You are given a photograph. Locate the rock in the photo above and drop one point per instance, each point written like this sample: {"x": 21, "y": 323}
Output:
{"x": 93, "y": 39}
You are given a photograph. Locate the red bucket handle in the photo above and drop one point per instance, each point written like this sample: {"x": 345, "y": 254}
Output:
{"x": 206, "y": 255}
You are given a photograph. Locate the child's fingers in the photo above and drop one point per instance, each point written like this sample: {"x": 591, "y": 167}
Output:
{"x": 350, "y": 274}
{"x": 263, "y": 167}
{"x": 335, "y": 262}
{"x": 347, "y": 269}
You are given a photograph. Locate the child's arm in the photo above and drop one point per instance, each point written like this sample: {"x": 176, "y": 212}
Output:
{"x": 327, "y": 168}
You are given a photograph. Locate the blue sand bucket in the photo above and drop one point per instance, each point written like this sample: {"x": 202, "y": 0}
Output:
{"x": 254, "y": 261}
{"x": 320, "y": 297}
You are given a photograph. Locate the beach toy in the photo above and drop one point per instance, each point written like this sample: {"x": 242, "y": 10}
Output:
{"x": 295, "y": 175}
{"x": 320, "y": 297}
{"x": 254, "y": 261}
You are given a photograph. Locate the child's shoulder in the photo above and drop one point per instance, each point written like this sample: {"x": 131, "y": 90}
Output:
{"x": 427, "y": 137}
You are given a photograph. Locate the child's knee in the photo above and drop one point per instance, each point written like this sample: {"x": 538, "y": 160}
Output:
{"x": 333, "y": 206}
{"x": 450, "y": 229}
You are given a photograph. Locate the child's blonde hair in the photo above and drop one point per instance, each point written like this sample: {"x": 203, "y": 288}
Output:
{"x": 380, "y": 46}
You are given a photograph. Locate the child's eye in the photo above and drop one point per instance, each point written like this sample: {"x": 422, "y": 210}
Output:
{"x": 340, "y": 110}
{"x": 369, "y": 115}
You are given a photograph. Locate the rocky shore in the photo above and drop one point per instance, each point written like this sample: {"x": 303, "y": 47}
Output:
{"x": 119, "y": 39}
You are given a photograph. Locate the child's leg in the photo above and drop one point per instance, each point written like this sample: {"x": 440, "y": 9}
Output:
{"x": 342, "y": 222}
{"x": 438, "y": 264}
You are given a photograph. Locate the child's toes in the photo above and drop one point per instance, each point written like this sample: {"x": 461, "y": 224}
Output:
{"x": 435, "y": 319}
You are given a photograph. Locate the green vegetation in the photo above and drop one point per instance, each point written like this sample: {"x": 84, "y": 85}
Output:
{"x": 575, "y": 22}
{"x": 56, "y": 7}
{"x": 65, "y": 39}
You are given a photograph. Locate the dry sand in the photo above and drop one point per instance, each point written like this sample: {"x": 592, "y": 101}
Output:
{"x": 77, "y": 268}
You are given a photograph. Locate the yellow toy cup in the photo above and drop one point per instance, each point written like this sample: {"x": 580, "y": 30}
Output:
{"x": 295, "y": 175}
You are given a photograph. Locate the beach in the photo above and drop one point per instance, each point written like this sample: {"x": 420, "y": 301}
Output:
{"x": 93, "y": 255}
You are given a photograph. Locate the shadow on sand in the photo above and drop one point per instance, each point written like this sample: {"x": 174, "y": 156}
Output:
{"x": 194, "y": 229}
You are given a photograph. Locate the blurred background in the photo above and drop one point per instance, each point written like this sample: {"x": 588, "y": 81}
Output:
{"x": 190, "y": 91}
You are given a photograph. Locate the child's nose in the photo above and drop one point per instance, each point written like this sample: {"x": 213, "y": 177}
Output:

What needs to be done: Rescale the records from the line containing "You are given a photograph. Locate the yellow" through the end of the records. Repeat every line, requests included. Multiply each point coordinate in the answers by 1.05 and round to a whole number, halves up, leaving the numbers in the requests and their format samples as they are.

Output:
You are given a photograph. Locate the yellow toy cup in the photo above and drop one point per instance, each point written like this sample: {"x": 580, "y": 30}
Output:
{"x": 310, "y": 184}
You are given a photograph. Locate the beach in the photo above and drop one point per instance, each point written like this sample: {"x": 420, "y": 301}
Output:
{"x": 98, "y": 268}
You are given a photograph. Locate the shadow on sand in the photo above and drop one point per instance, each point written like this sample: {"x": 174, "y": 156}
Output:
{"x": 204, "y": 240}
You are given a photograph. Locate the blurred background in the photo above and drop one point per instance, each point written like this sample: {"x": 588, "y": 81}
Output:
{"x": 200, "y": 96}
You are given a photograph. Locate the child's nose in the photo above and drop one point per instance, each point written like this sample: {"x": 213, "y": 177}
Output:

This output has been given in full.